▸ **Exercise A**
Reproduce everything in the Jabil valuation text from "For Jabil, the" down to "in dollar terms.", with no alteration.

[start of Text section]

A Discounted Cash Flow model projects a company’s future cash flows and then discounts those projections back to today’s value, providing one estimate of what the business could be worth in dollars.
For Jabil, the DCF here uses a 2 Stage Free Cash Flow to Equity approach, starting from last twelve months free cash flow of about $1.07b. Analysts provide explicit forecasts for the next few years, and Simply Wall St then extrapolates further to build a 10 year path. Within those projections, free cash flow is expected to reach about $2.97b in 2035, with intermediate years ranging from $1.41b in 2026 to $2.85b in 2034, all in dollar terms.
Discounting these future cash flows back to today gives an estimated intrinsic value of about $373.42 per share. Compared with the recent share price of $293.02, this model implies Jabil trades at roughly a 21.5% discount.
Result: UNDERVALUED
Our Discounted Cash Flow (DCF) analysis suggests Jabil is undervalued by 21.5%. Track this in your watchlist or portfolio, or discover 63 more high quality undervalued stocks.

[end of Text section]
[start of Information shown]

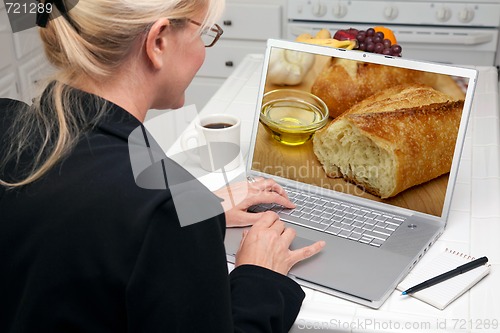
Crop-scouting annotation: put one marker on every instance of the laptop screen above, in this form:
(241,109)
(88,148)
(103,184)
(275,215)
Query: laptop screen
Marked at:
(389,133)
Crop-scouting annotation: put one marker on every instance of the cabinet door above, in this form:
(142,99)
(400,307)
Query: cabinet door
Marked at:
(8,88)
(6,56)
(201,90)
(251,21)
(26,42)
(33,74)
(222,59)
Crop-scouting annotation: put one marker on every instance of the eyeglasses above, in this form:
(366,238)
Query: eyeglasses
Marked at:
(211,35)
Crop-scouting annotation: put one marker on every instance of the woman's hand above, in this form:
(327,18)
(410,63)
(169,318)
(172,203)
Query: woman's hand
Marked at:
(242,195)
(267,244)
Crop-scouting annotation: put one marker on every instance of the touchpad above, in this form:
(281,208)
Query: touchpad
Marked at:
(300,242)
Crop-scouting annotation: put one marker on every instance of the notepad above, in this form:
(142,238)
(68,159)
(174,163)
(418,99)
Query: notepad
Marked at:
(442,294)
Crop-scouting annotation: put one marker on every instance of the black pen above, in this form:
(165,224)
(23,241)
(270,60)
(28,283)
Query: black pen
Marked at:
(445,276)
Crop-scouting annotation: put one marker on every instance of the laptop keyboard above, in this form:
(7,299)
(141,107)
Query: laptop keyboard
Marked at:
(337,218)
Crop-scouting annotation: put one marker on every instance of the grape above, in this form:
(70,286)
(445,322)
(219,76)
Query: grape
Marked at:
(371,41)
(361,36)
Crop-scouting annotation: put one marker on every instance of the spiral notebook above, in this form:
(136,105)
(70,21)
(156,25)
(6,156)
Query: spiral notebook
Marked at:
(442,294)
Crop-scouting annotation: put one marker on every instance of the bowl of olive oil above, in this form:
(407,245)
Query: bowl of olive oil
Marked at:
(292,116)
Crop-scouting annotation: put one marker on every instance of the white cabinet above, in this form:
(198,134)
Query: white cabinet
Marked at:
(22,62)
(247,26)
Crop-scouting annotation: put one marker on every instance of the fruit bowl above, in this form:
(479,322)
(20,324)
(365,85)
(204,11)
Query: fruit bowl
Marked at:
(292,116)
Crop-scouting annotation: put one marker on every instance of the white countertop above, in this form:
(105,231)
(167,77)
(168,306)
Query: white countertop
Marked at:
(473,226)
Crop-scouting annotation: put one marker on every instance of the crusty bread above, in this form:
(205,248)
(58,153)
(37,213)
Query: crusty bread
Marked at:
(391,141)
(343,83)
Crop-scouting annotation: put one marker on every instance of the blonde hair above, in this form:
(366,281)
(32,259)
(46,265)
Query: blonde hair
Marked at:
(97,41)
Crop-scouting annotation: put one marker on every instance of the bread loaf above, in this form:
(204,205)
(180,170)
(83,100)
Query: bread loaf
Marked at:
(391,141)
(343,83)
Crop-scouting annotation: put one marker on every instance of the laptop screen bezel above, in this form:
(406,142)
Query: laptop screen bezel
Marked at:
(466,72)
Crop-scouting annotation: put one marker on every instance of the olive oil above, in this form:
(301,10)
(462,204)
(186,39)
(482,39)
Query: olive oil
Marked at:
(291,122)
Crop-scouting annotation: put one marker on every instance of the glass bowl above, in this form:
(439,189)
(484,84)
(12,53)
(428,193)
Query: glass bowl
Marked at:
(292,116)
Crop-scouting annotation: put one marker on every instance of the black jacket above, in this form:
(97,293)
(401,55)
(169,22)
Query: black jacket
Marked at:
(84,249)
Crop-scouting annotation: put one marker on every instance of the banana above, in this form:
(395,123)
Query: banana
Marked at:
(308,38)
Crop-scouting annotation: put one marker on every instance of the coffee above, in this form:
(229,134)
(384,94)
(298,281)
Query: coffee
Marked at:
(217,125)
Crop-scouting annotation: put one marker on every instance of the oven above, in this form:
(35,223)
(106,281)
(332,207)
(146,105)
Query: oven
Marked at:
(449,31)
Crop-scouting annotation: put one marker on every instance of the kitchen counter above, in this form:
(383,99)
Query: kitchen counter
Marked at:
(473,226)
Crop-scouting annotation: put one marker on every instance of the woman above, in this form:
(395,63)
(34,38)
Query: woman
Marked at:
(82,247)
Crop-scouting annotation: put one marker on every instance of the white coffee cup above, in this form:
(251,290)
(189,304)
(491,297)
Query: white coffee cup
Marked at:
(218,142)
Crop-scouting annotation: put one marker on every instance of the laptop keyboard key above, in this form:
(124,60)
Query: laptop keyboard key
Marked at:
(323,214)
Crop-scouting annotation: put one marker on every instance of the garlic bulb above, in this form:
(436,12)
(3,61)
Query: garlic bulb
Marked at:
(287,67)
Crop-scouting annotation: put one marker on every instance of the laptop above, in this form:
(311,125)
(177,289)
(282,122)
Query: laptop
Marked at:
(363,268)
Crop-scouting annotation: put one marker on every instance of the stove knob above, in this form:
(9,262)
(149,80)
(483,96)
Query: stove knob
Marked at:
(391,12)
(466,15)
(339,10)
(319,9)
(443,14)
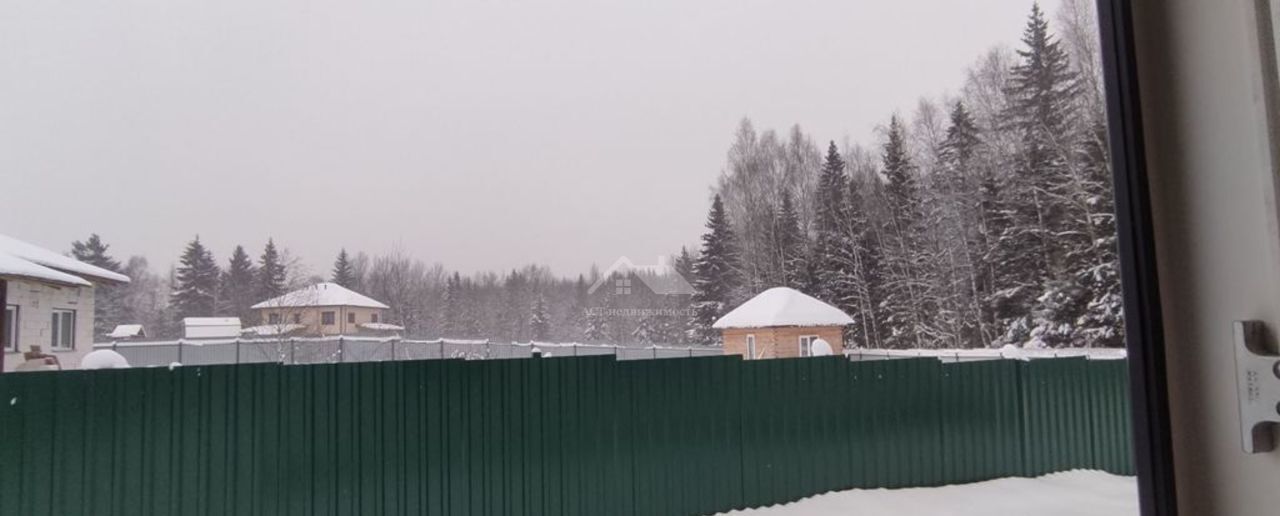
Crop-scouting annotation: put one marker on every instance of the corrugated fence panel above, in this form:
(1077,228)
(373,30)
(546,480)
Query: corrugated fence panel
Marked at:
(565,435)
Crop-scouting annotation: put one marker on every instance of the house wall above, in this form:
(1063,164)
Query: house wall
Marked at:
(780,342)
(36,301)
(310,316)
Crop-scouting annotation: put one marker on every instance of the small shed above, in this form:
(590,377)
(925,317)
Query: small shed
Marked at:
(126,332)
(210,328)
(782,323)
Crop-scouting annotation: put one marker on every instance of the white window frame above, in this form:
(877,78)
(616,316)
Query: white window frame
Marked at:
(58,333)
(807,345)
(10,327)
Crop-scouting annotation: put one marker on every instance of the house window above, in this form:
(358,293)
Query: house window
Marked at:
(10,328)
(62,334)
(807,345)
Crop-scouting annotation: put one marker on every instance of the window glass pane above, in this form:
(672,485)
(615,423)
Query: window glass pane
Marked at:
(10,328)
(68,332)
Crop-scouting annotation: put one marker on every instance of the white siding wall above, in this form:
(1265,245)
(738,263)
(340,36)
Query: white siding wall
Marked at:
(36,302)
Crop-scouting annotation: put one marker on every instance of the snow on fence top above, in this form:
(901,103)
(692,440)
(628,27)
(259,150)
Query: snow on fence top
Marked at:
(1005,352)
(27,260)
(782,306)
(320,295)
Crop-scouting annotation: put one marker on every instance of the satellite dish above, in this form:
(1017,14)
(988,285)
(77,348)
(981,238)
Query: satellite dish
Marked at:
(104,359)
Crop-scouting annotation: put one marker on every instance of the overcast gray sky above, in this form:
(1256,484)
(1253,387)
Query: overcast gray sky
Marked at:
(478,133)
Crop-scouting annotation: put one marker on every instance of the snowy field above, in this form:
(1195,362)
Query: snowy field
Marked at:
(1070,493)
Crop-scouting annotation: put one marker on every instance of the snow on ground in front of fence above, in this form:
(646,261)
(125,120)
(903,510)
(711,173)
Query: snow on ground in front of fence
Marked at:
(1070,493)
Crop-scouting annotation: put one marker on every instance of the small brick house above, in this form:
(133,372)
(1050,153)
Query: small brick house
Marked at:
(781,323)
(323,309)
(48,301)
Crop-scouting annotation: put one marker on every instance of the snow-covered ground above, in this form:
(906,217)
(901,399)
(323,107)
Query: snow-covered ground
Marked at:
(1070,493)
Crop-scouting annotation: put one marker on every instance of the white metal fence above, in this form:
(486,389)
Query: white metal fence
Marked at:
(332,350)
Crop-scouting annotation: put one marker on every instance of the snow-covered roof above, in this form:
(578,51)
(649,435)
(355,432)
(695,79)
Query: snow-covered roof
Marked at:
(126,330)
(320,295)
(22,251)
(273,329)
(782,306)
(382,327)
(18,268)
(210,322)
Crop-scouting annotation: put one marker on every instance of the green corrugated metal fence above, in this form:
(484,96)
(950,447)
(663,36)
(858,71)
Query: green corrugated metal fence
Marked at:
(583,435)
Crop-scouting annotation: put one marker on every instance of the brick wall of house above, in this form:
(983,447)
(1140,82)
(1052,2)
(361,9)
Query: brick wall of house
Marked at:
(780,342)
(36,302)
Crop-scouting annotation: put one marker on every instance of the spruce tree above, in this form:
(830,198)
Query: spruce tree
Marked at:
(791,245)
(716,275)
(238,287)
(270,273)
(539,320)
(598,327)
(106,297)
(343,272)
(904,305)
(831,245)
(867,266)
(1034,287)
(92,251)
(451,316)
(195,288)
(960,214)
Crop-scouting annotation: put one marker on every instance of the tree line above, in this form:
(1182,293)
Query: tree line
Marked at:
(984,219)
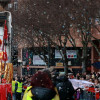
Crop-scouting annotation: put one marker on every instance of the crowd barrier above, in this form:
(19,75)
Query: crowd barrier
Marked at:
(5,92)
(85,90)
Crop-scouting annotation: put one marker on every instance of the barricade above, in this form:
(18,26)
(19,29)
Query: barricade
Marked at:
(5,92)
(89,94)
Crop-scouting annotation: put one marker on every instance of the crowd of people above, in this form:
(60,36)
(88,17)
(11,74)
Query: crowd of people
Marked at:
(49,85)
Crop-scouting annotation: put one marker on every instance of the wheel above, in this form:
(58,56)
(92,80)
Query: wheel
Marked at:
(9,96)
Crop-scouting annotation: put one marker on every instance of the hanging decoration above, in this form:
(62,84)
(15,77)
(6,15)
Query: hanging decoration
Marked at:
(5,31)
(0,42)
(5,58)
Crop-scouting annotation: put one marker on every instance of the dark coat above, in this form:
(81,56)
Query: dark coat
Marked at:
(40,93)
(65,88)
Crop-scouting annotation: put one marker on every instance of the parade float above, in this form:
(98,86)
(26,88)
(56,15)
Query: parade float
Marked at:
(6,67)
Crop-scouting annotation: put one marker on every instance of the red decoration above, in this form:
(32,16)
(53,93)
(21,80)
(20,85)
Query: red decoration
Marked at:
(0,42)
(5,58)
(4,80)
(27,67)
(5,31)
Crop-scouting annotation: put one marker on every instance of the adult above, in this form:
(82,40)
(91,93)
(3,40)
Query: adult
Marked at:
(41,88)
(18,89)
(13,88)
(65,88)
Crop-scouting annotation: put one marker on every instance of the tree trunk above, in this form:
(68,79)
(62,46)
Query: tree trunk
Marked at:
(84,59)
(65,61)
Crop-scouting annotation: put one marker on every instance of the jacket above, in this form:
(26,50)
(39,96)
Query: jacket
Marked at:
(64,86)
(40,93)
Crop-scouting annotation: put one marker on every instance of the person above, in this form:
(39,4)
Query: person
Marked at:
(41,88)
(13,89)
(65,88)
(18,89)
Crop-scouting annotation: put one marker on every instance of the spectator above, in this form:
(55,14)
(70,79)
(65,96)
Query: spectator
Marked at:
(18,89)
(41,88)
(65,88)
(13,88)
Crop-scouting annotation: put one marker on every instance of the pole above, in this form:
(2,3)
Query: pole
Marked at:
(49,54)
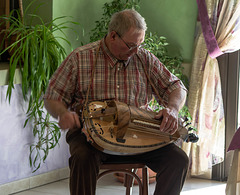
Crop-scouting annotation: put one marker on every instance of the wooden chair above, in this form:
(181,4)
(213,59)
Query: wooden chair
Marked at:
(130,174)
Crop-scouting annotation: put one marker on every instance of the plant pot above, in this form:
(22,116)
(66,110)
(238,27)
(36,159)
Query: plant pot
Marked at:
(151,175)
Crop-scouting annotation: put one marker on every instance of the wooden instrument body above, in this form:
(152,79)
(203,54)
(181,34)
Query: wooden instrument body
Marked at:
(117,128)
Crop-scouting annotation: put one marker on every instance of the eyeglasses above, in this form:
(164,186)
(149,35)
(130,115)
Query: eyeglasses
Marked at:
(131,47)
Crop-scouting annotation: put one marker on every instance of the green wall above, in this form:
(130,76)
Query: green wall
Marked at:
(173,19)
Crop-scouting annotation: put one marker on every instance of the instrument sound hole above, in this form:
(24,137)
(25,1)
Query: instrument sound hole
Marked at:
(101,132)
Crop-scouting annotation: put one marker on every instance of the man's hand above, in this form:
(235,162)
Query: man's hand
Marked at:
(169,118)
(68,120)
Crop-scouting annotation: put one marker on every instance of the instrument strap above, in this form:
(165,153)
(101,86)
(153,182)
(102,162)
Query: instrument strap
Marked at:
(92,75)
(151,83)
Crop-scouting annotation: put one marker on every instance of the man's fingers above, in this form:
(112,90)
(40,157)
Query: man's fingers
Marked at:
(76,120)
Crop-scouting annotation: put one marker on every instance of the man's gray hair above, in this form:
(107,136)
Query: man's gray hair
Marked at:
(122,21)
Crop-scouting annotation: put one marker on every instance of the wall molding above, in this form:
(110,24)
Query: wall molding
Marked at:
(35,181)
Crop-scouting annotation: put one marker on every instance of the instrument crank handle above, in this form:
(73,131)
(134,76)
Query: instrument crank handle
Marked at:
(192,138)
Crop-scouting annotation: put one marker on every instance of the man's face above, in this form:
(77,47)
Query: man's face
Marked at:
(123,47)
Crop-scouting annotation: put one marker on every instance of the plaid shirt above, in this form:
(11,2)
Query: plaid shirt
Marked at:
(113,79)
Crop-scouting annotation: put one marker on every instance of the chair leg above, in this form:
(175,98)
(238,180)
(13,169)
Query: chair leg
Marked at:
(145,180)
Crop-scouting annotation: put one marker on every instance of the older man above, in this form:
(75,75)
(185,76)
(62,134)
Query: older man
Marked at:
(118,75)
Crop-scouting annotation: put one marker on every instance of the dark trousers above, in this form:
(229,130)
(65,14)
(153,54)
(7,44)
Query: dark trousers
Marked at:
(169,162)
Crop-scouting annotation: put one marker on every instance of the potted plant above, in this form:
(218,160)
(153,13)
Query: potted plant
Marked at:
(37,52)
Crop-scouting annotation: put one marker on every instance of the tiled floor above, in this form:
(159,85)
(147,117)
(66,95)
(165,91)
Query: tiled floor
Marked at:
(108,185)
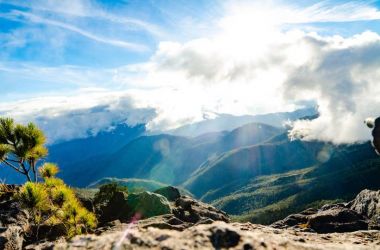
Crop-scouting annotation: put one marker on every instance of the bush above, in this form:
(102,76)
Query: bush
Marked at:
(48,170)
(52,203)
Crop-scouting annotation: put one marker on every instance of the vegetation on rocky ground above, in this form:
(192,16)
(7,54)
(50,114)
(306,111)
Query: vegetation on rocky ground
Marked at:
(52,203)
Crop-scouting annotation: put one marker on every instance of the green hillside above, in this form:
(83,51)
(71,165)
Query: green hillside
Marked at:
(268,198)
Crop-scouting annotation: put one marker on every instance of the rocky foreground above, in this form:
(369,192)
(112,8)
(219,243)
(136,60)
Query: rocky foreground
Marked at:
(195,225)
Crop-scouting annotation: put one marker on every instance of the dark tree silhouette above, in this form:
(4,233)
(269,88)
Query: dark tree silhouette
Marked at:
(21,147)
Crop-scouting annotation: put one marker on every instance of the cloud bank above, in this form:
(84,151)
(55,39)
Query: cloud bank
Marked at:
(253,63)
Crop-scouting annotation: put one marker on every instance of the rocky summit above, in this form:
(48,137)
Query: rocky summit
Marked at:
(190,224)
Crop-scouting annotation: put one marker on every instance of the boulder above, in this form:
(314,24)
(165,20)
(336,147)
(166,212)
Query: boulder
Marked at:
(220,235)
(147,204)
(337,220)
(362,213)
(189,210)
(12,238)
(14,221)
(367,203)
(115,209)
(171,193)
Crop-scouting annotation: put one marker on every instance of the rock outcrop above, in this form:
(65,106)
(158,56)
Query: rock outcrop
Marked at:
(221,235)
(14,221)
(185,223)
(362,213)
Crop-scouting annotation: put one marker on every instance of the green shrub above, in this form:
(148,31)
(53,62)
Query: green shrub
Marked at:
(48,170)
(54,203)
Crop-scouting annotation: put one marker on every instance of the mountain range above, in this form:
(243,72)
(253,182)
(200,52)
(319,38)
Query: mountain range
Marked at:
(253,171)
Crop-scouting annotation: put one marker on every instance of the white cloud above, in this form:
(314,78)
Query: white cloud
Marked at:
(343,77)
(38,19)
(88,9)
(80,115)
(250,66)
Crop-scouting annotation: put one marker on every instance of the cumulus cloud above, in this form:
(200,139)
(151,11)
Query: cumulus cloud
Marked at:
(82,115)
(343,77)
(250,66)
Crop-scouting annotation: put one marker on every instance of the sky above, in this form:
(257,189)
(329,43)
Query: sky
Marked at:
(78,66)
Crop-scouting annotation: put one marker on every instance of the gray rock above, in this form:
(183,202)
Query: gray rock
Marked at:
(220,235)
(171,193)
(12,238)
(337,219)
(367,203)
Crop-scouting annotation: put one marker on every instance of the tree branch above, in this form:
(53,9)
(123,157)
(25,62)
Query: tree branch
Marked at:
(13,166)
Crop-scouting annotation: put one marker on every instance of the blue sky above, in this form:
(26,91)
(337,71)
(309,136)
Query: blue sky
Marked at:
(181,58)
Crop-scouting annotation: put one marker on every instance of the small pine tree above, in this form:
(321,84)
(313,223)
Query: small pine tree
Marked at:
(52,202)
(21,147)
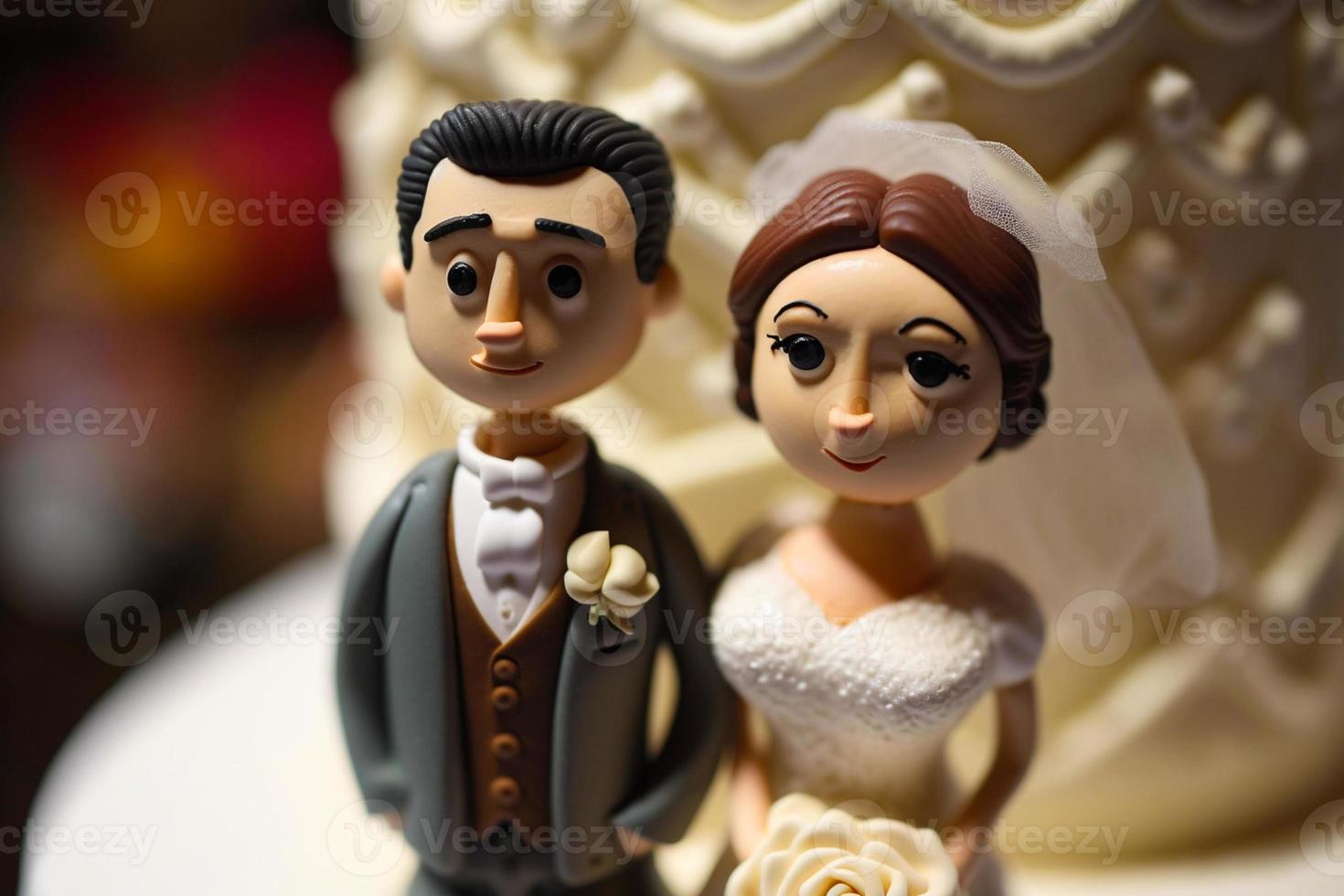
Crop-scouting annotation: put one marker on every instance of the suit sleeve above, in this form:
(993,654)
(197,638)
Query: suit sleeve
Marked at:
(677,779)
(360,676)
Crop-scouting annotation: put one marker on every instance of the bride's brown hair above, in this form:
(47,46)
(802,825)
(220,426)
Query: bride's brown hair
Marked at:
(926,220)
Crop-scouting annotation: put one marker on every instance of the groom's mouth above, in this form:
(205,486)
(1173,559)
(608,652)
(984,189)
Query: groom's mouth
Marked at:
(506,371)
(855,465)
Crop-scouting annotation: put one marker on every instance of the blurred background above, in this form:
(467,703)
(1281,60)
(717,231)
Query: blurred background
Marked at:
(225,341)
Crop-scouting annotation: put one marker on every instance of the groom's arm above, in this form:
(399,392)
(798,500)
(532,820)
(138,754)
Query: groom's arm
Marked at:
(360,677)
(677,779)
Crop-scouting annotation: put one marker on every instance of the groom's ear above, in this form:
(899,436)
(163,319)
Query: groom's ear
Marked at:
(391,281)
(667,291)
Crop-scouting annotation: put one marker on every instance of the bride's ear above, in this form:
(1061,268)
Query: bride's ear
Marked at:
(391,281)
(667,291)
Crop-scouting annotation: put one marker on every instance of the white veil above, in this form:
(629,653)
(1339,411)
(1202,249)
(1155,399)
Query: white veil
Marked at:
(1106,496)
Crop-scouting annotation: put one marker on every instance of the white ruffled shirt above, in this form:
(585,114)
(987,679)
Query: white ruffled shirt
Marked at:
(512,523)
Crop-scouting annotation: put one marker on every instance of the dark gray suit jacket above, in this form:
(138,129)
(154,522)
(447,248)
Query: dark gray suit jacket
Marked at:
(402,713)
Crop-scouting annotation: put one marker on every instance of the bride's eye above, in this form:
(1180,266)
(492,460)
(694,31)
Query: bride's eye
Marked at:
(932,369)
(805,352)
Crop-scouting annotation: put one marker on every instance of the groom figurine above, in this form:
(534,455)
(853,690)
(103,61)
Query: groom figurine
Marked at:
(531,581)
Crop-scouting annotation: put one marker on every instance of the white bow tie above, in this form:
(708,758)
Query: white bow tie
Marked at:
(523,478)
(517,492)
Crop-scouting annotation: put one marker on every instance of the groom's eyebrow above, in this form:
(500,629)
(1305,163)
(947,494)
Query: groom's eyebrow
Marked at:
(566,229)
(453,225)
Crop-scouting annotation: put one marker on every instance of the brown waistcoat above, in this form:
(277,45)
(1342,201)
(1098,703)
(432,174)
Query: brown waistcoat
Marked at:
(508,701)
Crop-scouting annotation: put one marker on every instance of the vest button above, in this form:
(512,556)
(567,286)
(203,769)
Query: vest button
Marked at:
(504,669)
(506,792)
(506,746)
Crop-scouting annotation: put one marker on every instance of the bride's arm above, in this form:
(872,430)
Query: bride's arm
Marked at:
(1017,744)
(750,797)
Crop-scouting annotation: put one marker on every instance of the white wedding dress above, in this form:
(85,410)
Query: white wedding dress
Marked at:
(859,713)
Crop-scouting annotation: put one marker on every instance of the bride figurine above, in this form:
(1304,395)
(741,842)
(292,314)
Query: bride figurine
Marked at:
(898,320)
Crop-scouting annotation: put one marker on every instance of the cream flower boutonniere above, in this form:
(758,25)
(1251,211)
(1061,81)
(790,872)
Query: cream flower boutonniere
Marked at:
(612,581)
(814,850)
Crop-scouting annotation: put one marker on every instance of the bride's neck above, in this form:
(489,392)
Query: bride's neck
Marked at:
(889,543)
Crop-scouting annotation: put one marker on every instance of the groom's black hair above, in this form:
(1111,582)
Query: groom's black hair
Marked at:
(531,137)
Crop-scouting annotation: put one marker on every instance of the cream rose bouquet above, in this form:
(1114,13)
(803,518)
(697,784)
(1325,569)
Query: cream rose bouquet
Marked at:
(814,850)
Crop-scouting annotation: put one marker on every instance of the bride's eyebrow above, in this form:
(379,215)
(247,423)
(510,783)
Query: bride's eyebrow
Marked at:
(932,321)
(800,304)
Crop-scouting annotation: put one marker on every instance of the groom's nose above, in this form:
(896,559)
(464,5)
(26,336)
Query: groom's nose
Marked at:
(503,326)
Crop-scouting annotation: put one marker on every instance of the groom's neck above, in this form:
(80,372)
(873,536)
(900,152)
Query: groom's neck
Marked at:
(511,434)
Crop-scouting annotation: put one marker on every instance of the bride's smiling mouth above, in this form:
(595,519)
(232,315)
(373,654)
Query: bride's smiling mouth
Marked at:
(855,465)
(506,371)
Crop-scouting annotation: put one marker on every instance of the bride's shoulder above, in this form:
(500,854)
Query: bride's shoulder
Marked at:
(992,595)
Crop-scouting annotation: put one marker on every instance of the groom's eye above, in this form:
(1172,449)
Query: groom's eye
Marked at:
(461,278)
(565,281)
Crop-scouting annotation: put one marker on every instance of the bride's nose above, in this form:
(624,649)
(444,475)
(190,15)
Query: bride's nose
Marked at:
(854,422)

[end of Information shown]

▸ **Exercise B**
Write out, word for word, everything in the records from the line containing "the bride's smiling" down to the final line of the records, including both of those lines.

▸ **Written answer A**
For Jabil, the DCF here uses a 2 Stage Free Cash Flow to Equity approach, starting from last twelve months free cash flow of about $1.07b. Analysts provide explicit forecasts for the next few years, and Simply Wall St then extrapolates further to build a 10 year path. Within those projections, free cash flow is expected to reach about $2.97b in 2035, with intermediate years ranging from $1.41b in 2026 to $2.85b in 2034, all in dollar terms.

▸ **Written answer B**
Crop-scouting annotation: put one marker on every instance of the bride's smiling mouth above, in this form:
(595,519)
(232,315)
(373,654)
Query: bride's smiling mouth
Marked at:
(855,465)
(506,371)
Crop-scouting annotation: put one marker on every instance of the bride's shoulder above, in this form:
(500,854)
Query: bride's shoulder
Marked at:
(992,595)
Crop-scouting annotation: put one marker on every instance of the groom's eye above, in this form:
(1172,449)
Query: groom's eye
Marked at:
(461,278)
(565,281)
Crop-scouting annotation: put one marker on every instance of the bride's nose above, in this form:
(624,649)
(444,475)
(190,15)
Query: bride's nose
Marked at:
(854,422)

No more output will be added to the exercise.